**INSTRUCTIONS**
1 > In the article on renewable energy in the West Midlands, where is WindSupply based?
2 > Write the next part of the article on renewable energy in the West Midlands, picking up after its last paragraph.

**TEXT EXCERPT**
[start]

Experts say renewable energy could provide a major shot in the arm for the region's economy and manufacturing sector. But are we lagging behind the rest of the UK?
By failing to support enough renewable energy projects the West Midlands is not only missing out on sustainable future for its energy supply, but also for its manufacturing, an industry expert has claimed.
Bob Dorman, project manager for Birmingham-based WindSupply – a national organisation promoting manufacturing opportunities in renewable energy - said that while business leaders and public bodies were predicting the industry’s demise, they were missing a big opportunity to boost it.
He said: "Manufacturing in the West Midlands is not dead, but it will be if we don’t support it. Environmental technologies are all about manufacturing and engineering and we have more of this in the Midlands than anywhere in the UK.
"What we need are renewable energy demonstration projects showing off the skills of our local industry. But instead the region lags behind much of the UK for renewable energy projects."
As North Sea gas runs out, the UK has become increasingly dependant on importing fossil fuels from other countries and has started to look at renewables as a way of securing energy security.

[end]

**INFORMATION PROVIDED**
[start]

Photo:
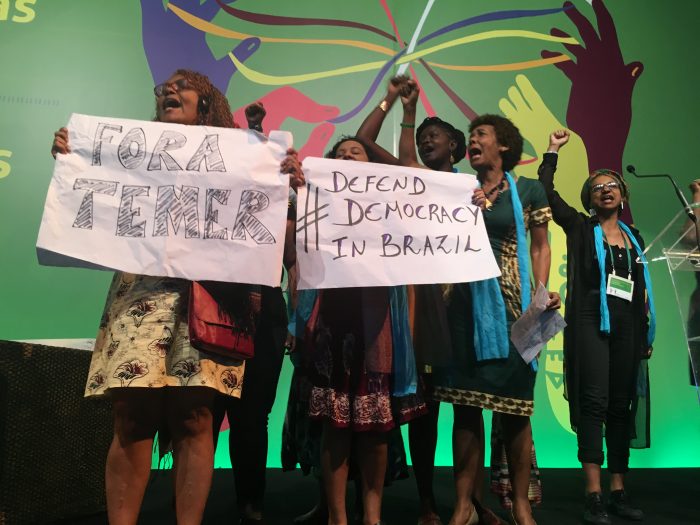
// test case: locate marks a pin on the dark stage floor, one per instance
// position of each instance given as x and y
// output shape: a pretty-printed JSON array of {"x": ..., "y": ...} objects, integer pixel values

[end]

**RESPONSES TO THE TASKS**
1 > Birmingham

2 >
A Government Office West Midlands (GOWM) report has estimated that the West Midlands could generate up to 3,000 gigawatt hours of electricity from renewable energy each year – equivalent to ten per cent of what the region uses.
But in the region’s energy strategy – launched in 2004– the target for green electricity is just five per cent of consumption by 2010.
Ralph Hepworth, head of environmental technologies at Advantage West Midlands, hit back at Mr Dorman’s criticisms and said the groundwork was in place for more West Midlands renewable projects.
"The problem is that the West Midlands suffers from an excess of honesty. Many regions have chosen to use the government target of ten per cent of energy generated should be renewable.
"The West Midlands is a big consumer of energy that has traditionally been imported from elsewhere. So when you look at it like that, five per cent of consumption is an ambitious target."
Mr Hepworth added that there had been efforts made to engage the region’s businesses in renewable energy and said that he expected to see a number of new projects launched in the coming months.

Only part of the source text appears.